ページ本文:
╭──

臨床試験情報
先天性腎性尿崩症の方およびそのご家族の方へ
この研究の対象者に該当する可能性がある方で、診療情報等を研究目的に利用または提出されることを希望されない場合は2025年6月30日までに先天性尿崩症で通院中のまたは通院していた医療機関の主治医の先生にお申し出ください。 研究への協力を希望しない場合でも不利益は生じません。
研究課題
先天性腎性尿崩症の全国調査
(審査番号:2023351NI-(1))
研究機関名及び本学の研究責任者氏名
この研究が行われる研究機関と研究責任者は次に示すとおりです。
主任研究機関 東京大学大学院医学系研究科 腎臓・内分泌内科
研究責任者 槙田 紀子(腎臓・内分泌内科 准教授)

╰──

課題の詳細:
上の先天性腎性尿崩症の全国調査の案内文を、一字一句変えずに全文返すこと。

出典記録:
╭──

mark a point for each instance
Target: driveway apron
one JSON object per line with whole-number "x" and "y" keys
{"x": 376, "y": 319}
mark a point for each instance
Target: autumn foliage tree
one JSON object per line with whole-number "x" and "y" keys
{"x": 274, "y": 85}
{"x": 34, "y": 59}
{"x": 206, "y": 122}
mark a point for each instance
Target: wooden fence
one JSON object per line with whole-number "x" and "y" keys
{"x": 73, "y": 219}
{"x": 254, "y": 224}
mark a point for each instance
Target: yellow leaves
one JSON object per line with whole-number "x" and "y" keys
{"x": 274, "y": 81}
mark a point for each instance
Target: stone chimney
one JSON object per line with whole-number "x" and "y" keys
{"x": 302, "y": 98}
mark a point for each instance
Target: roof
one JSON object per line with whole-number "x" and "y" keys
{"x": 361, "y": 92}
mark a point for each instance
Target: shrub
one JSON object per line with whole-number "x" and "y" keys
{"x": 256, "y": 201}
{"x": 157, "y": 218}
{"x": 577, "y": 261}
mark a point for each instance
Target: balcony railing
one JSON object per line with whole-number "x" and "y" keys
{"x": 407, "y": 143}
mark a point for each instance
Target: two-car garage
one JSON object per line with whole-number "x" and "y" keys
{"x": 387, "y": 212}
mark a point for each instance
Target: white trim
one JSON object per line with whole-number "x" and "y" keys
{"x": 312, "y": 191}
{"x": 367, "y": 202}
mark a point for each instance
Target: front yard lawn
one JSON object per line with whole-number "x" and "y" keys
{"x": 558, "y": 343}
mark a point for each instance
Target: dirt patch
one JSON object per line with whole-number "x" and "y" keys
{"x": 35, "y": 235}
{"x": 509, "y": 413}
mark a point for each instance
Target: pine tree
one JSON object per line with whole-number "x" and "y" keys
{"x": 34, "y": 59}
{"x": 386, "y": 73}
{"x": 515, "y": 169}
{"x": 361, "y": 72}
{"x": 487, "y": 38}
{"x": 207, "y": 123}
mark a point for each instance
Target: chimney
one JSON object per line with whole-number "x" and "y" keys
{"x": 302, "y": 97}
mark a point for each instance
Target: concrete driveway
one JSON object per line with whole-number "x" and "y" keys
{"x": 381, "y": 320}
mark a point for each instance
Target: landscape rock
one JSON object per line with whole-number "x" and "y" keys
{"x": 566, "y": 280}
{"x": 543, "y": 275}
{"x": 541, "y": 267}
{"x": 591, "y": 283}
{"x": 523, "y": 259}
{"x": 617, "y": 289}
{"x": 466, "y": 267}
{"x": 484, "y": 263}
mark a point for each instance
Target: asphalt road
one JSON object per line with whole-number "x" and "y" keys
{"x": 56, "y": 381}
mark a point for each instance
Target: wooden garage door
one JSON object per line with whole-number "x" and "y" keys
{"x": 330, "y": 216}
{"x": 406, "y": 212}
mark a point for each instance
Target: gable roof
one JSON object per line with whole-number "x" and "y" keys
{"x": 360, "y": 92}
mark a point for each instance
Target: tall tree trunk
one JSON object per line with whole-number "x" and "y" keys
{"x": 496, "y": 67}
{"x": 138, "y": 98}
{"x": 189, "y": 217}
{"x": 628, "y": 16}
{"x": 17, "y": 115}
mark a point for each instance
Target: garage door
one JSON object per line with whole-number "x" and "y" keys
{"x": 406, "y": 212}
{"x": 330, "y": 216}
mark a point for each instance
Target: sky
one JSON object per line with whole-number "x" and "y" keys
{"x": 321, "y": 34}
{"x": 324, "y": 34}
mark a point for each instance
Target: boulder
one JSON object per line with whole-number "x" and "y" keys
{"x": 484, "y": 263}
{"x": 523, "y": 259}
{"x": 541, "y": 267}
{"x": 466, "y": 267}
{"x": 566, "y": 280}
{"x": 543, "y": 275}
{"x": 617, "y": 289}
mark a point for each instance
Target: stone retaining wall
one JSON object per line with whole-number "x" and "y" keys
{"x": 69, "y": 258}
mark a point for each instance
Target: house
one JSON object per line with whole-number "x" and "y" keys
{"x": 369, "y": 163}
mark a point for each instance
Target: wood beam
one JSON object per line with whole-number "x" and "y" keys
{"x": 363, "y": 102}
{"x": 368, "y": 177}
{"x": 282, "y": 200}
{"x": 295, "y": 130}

╰──

記述回答:
臨床試験情報
先天性腎性尿崩症の方およびそのご家族の方へ
この研究の対象者に該当する可能性がある方で、診療情報等を研究目的に利用または提出されることを希望されない場合は2025年6月30日までに先天性尿崩症で通院中のまたは通院していた医療機関の主治医の先生にお申し出ください。 研究への協力を希望しない場合でも不利益は生じません。
研究課題
先天性腎性尿崩症の全国調査
(審査番号:2023351NI-(1))
研究機関名及び本学の研究責任者氏名
この研究が行われる研究機関と研究責任者は次に示すとおりです。
主任研究機関 東京大学大学院医学系研究科 腎臓・内分泌内科
研究責任者 槙田 紀子(腎臓・内分泌内科 准教授)